**REQUIREMENTS:**
Rewrite the records below, replacing every occurrence of "wooden" with "timber" and leaving everything else unchanged.

═══ ENTRIES SUPPLIED

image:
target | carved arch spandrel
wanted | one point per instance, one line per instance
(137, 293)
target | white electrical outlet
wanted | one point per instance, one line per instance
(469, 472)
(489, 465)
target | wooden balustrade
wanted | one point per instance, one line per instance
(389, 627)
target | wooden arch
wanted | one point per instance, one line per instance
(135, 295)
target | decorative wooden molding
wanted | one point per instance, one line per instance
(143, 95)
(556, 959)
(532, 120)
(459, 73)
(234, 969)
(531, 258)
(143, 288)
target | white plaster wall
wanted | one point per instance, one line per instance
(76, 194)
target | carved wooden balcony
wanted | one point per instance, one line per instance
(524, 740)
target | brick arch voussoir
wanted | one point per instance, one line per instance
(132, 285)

══════

**EXERCISE RESULT:**
image:
target | carved arch spandrel
wanted | one point per instance, one line per instance
(137, 293)
target | white electrical outlet
wanted | one point per instance, one line per instance
(469, 472)
(489, 465)
target | timber balustrade
wanted | one point per instance, one line per instance
(389, 627)
target | timber arch
wanted | one point per instance, one line per instance
(135, 295)
target | decorative timber molding
wanted | one point per instance, one line per instance
(143, 95)
(556, 959)
(532, 120)
(459, 73)
(234, 969)
(531, 258)
(143, 288)
target | white plaster wall
wanted | one point per instance, one line per instance
(76, 194)
target | carved timber balcony
wanted | one point per instance, one line per instance
(524, 740)
target | brick arch voussoir
wanted | one point per instance, one line per instance
(132, 285)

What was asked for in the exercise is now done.